Written request:
Please gather every line in the rows below that contains the word "Locate" and copy each of those lines in full.

Raw records:
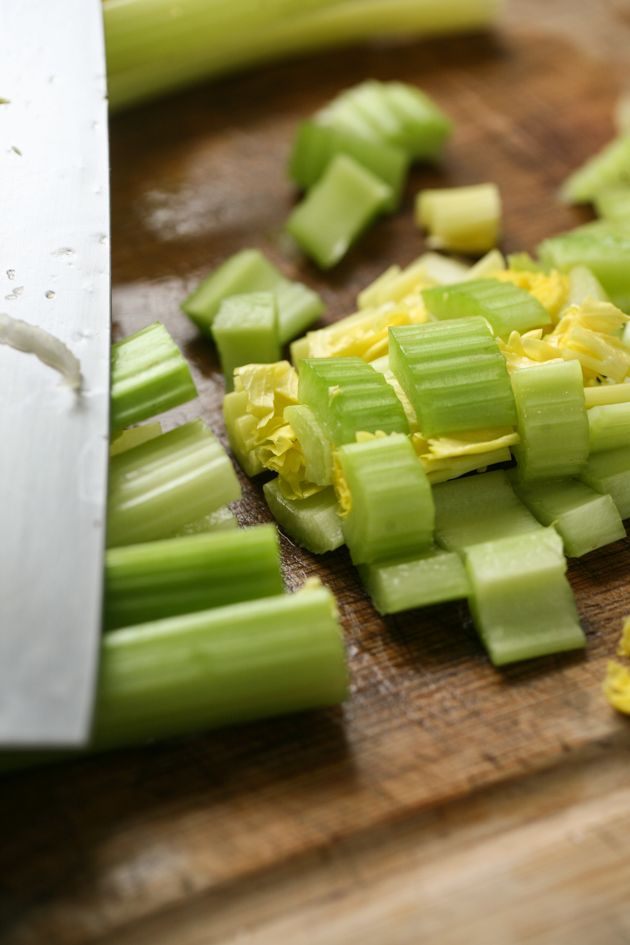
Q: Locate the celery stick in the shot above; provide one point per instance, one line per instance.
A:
(160, 486)
(182, 575)
(245, 331)
(481, 508)
(391, 507)
(521, 601)
(149, 376)
(433, 577)
(337, 210)
(454, 375)
(505, 307)
(584, 519)
(313, 523)
(552, 423)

The solution:
Q: Locate the celery stick in the shot above; provide one point per instance, one line per instance.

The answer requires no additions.